**Task statement**
Where a line of the data holds the word "brown", copy that line.

**Data to examine**
★ ★ ★ ★

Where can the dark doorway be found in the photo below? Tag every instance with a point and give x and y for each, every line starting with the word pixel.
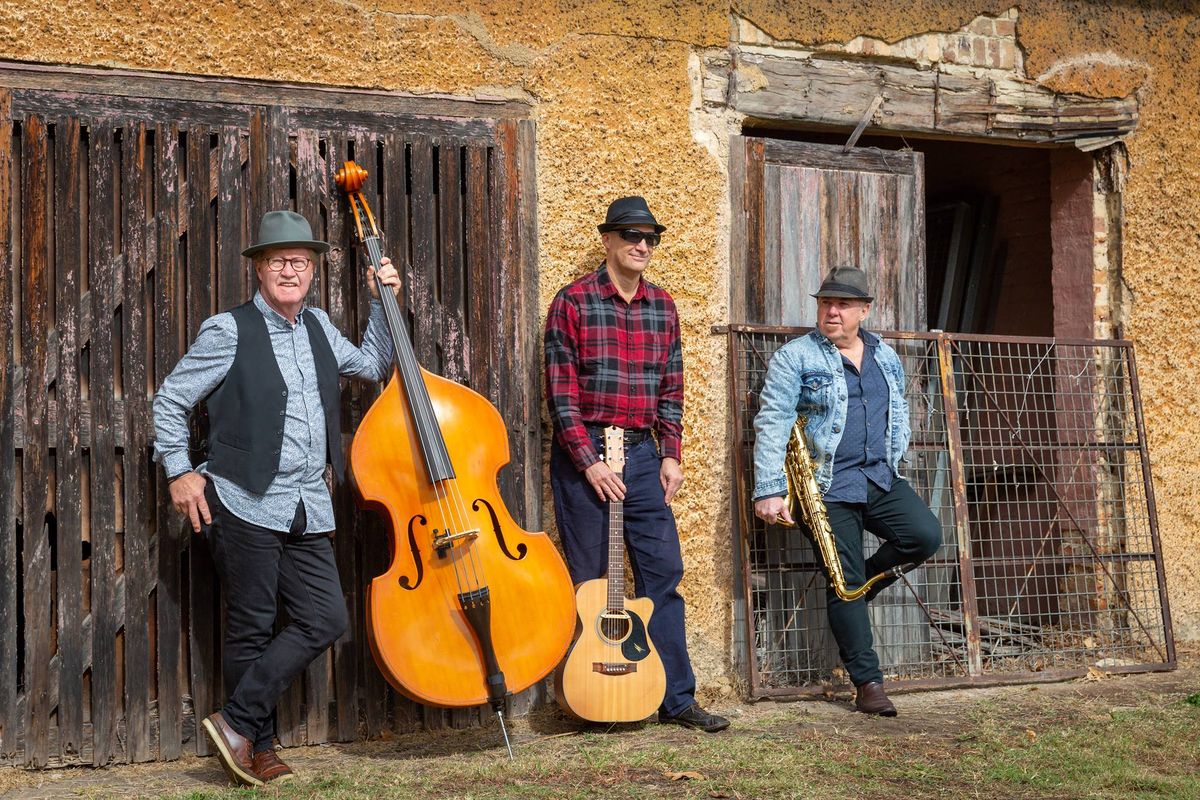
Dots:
pixel 1008 234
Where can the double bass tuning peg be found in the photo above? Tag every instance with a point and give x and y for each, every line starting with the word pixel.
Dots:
pixel 351 176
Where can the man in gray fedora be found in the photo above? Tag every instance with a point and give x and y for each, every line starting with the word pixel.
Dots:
pixel 269 374
pixel 850 385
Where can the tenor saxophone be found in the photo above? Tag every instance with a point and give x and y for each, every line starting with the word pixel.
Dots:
pixel 805 504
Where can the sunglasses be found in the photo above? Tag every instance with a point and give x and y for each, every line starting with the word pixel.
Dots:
pixel 637 236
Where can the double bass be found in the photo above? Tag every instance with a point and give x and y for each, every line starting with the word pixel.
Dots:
pixel 472 607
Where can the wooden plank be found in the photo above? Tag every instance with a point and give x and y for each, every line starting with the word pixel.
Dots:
pixel 823 156
pixel 754 278
pixel 10 725
pixel 311 185
pixel 102 262
pixel 202 576
pixel 451 276
pixel 834 91
pixel 345 278
pixel 480 306
pixel 831 91
pixel 268 162
pixel 35 320
pixel 527 455
pixel 505 350
pixel 137 473
pixel 772 270
pixel 168 336
pixel 424 242
pixel 233 270
pixel 69 457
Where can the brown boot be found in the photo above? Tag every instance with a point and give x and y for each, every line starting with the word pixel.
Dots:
pixel 270 767
pixel 870 698
pixel 234 751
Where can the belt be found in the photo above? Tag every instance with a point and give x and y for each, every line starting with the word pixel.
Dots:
pixel 633 435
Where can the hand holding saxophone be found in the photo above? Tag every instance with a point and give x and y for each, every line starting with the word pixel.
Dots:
pixel 774 510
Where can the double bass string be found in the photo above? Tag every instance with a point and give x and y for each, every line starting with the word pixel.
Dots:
pixel 450 504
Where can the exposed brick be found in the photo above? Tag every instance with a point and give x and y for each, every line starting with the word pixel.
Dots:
pixel 1007 54
pixel 982 25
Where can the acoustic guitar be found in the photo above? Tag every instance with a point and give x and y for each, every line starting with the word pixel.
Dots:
pixel 612 672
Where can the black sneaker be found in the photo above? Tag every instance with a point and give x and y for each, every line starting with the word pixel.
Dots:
pixel 694 716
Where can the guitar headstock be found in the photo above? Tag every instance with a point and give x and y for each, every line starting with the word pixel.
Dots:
pixel 615 447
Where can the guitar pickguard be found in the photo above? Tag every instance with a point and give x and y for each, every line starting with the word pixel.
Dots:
pixel 636 647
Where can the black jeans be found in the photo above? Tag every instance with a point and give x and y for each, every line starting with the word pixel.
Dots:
pixel 910 533
pixel 256 566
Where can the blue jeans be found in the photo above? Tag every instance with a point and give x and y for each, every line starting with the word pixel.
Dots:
pixel 651 540
pixel 910 533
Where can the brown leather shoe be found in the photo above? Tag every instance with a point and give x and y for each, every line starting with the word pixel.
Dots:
pixel 871 698
pixel 234 751
pixel 269 767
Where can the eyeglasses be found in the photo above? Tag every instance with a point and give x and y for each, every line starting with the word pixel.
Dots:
pixel 298 264
pixel 636 236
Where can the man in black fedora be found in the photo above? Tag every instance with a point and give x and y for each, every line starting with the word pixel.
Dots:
pixel 851 386
pixel 269 374
pixel 613 358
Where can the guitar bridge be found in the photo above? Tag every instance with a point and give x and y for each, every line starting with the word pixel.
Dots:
pixel 613 668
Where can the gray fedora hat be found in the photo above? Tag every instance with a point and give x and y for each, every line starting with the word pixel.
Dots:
pixel 847 282
pixel 627 211
pixel 285 229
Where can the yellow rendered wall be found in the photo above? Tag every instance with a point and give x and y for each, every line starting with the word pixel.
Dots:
pixel 611 92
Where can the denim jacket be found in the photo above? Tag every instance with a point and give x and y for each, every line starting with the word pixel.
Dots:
pixel 805 377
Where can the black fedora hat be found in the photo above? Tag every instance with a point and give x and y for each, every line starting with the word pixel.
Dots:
pixel 629 211
pixel 285 229
pixel 847 282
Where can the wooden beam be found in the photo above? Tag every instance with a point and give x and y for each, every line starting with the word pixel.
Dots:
pixel 823 90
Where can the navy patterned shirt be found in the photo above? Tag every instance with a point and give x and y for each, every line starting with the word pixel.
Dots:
pixel 862 453
pixel 303 456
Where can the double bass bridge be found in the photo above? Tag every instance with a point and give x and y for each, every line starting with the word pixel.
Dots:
pixel 444 540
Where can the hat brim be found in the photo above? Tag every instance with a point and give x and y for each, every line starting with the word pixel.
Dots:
pixel 307 244
pixel 605 227
pixel 844 295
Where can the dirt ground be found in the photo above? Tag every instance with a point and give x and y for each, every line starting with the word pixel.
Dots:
pixel 933 717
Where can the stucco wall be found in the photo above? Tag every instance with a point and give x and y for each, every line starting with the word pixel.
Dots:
pixel 611 92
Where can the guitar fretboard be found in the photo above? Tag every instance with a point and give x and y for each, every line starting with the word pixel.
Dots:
pixel 616 555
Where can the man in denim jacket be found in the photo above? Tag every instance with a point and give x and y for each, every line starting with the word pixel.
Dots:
pixel 850 385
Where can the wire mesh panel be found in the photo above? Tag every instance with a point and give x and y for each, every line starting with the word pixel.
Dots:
pixel 1031 452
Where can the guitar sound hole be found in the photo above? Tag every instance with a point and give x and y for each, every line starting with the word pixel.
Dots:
pixel 615 626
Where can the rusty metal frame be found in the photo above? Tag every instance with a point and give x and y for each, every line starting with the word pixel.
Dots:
pixel 949 358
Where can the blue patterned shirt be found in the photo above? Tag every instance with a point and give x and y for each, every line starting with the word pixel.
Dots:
pixel 303 456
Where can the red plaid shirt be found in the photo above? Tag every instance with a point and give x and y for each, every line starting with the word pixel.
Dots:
pixel 613 362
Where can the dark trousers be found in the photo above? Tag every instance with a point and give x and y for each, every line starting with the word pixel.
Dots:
pixel 256 566
pixel 652 542
pixel 910 533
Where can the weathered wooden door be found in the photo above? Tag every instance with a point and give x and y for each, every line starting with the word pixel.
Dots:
pixel 801 209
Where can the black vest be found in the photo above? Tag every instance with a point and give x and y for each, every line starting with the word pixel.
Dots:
pixel 246 409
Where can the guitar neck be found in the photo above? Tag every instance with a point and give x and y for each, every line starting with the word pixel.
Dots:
pixel 616 555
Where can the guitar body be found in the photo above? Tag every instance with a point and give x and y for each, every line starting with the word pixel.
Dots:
pixel 615 678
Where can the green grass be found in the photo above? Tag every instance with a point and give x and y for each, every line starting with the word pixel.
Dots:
pixel 991 750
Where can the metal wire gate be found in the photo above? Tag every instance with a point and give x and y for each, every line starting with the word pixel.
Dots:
pixel 1032 455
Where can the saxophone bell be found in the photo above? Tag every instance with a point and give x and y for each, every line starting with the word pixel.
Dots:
pixel 805 504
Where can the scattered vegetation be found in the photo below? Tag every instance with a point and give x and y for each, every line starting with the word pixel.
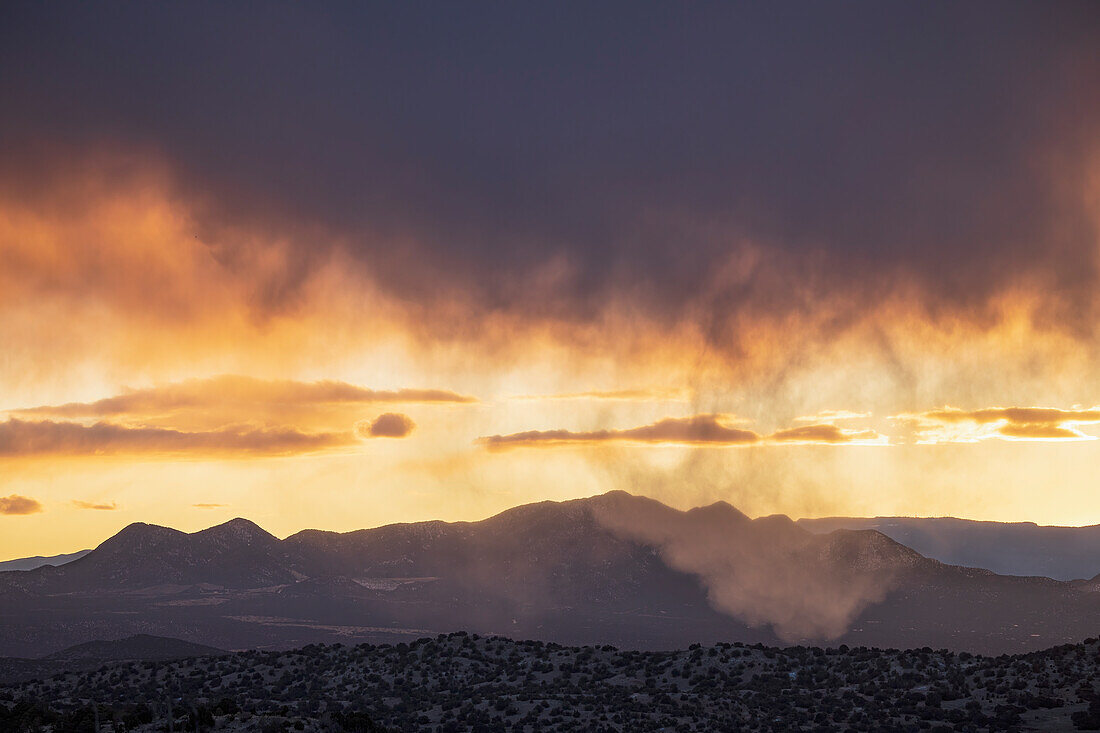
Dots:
pixel 465 682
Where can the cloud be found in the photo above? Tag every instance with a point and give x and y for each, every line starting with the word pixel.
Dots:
pixel 955 425
pixel 624 395
pixel 23 438
pixel 389 425
pixel 240 392
pixel 94 505
pixel 832 416
pixel 826 434
pixel 17 504
pixel 708 429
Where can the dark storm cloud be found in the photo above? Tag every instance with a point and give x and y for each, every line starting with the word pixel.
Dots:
pixel 237 391
pixel 15 504
pixel 30 438
pixel 1013 423
pixel 389 425
pixel 627 148
pixel 694 430
pixel 99 506
pixel 823 433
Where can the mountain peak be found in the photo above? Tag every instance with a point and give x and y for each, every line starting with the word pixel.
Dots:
pixel 238 529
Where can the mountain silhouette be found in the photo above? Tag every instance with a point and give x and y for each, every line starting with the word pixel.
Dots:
pixel 608 569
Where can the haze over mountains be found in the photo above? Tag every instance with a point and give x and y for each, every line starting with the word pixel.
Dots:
pixel 609 569
pixel 1014 548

★ ★ ★ ★

**Written response**
Where can the brown boot be found in the photo above? Tag every instance with a point and give x and y for each, every line starting with the word pixel.
Where can the brown leather shoe be found in the photo above? Tag every instance with a point and give x and y for each, every line starting with the word pixel.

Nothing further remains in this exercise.